Collision-induced unfolding of a single common charge state (17+) was used to assess the relative stability of these two complexes in more detail (Supp. Figure 6). A three-step unfolding profile is observed for the non DNA-bound p50 dimer, occurring at collision voltages (CVs) of 40, 48 and 58 V. For the DNA-bound dimer, initial collisional activation induces marginal structural contraction (decreased CCS), before collision-mediated elongation. This structural compaction event prior to unfolding is similar to that reported previously for the dimeric p53 transcription factor [52]. For the DNA-bound p50 dimer, the first transition to a more unfolded conformation takes place at a CV of 59 V, 19 V higher than that required to start mediating unfolding of the non DNA-bound dimer. These results underpin our findings that DNA binding helps to stabilise the structure of the p50 dimer, although interestingly the unfolded highly activated structures for both complexes have similar CCS values, suggesting a similar unfolded conformation.

RAW DATA
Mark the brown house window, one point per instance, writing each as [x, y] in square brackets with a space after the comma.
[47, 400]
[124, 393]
...
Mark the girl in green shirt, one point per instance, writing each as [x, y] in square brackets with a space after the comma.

EXERCISE TASKS
1/ In the passage on p50 dimer unfolding, what collision voltage marks the first transition to a more unfolded conformation for the DNA-bound dimer?
2/ Render this sentence from the passage on p50 dimer unfolding into Spanish: "A three-step unfolding profile is observed for the non DNA-bound p50 dimer, occurring at collision voltages (CVs) of 40, 48 and 58 V."
3/ Write what comes next in the passage on p50 dimer unfolding, starting after its final sentence.

RESPONSES BY ITEM NUMBER
1/ 59 V

2/ Se observa un perfil de desplegamiento en tres etapas para el dímero p50 no unido a ADN, que se produce a voltajes de colisión (CV) de 40, 48 y 58 V.

3/
Conclusion

A central goal of this study was to gain insight into the potential mechanisms of phosphorylation-mediated transcriptional regulation through the NF-κB transcription factor p50, by exploring the effects of specific phosphorylation events on its ability to dimerize and interact with DNA. The two known p50 regulatory protein kinases under investigation, PKAc and Chk1, were shown to phosphorylate p50 in vitro on two and six sites respectively by LC-MS. Native MS analysis of p50 in the absence and presence of the kB DNA oligomer revealed significant differences in protein dimerization after phosphorylation with either enzyme, with the change in dimer to monomer ratio suggesting that at least one of the phosphorylation sites was responsible for regulating p50 dimerization. By expressing and evaluating site-specific acidic ‘phosphomimetic’ versions of p50, where established sites of phosphorylation were mutated to aspartic acid, we were able to define a role for Ser337 (phosphorylated by both PKAc and Chk1) as a critical regulator of p50 homo-dimerization. These findings are in contrast to a previous report, which implied a direct effect of PKAc-mediated phosphorylation at Ser337 on the ability of p50:p65 heterodimers to bind DNA, in the absence of an effect on p50 dimerization [15].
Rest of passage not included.